When kids lose their baby teeth (also known as temporary teeth or primary teeth), they make space for their adult teeth to come in. But parents may have more reason to hang on to them than simply as a memento of childhood. And the tooth fairy could be flying away with more than she originally bargained for. Some researchers are recommending that parents hang onto their kid’s lost baby teeth. Why? Because of the stem cells found in the dental pulp of the tooth. Before calling up your nearest tooth bank, it’s important to know that science has to catch up to some of the existing claims. Understand the applications this research has today and decide if storing the stem cells found in lost baby teeth is right for your family.
Dental Pulp of Lost Baby Teeth Contains Stem Cells
In the center of a tooth, whether it’s a primary tooth or a permanent tooth, lies the dental pulp. In 2011, news broke across headlines that scientists had found stem cells in baby teeth. Those stem cells could rebuild the surface of a tooth and treat tooth loss from injury. They can even be applied outside of dental practice. But, we’re still years away from practicing what researchers believe is possible.

Rows taken from a dataset

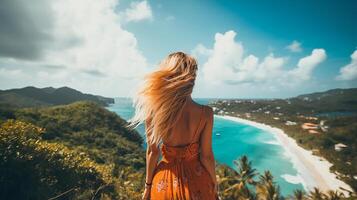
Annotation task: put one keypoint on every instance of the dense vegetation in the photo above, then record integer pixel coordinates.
(80, 151)
(336, 110)
(32, 96)
(84, 151)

* **Task prompt**: Go on with the text about stem cells in baby teeth, picking up after its last sentence. These rows have no connection to the text about baby teeth.

* **Written reply**:
You’ll find claims online stating that your children’s baby teeth can replace a bone marrow donor or can treat Alzheimer’s and Parkinson’s disease. It’s important to understand where the science lies behind these claims. As a parent, you can make an educated decision about what you want to do with your child’s baby teeth.
The possibilities for using stem cells from baby teeth are extremely promising. Scientists believe there’s a lot of potential uses for these stem cells within “regenerative” medicine. This type of medicine helps the body to heal or repair when the body can’t do it on its own. Scientists believe that dental stem cells show promise because the same category of stem cells have been taken from other sources and used for regenerative medicine.
The long-term viability of using dental stem cells is not known yet. One study writes that “the research is mainly confined to animal models and their extensive clinical application is yet to be tested.”
Implementing this new discovery in everyday life takes years to ensure it’s safe and effective.
Even if we’re successful in bypassing the risks and taking advantage of the benefits, there’s a lot of regulation needed. “Stem cell research must be conducted under effective, accountable systems of social-responsible oversight and control, at both the national and international levels,” argues one researcher.
One article reviewing the stem cell treatment writes that “broad claims are being made by some stem cell treatment clinics that go far beyond what current science supports. Experts say those exaggerated claims are taking advantage of the most vulnerable and desperate. That includes patients and families desperately searching for cures modern medicine has yet to develop – like a cure for autism, Alzheimer’s disease, Multiple Schlerosis, and Parkinson’s disease.”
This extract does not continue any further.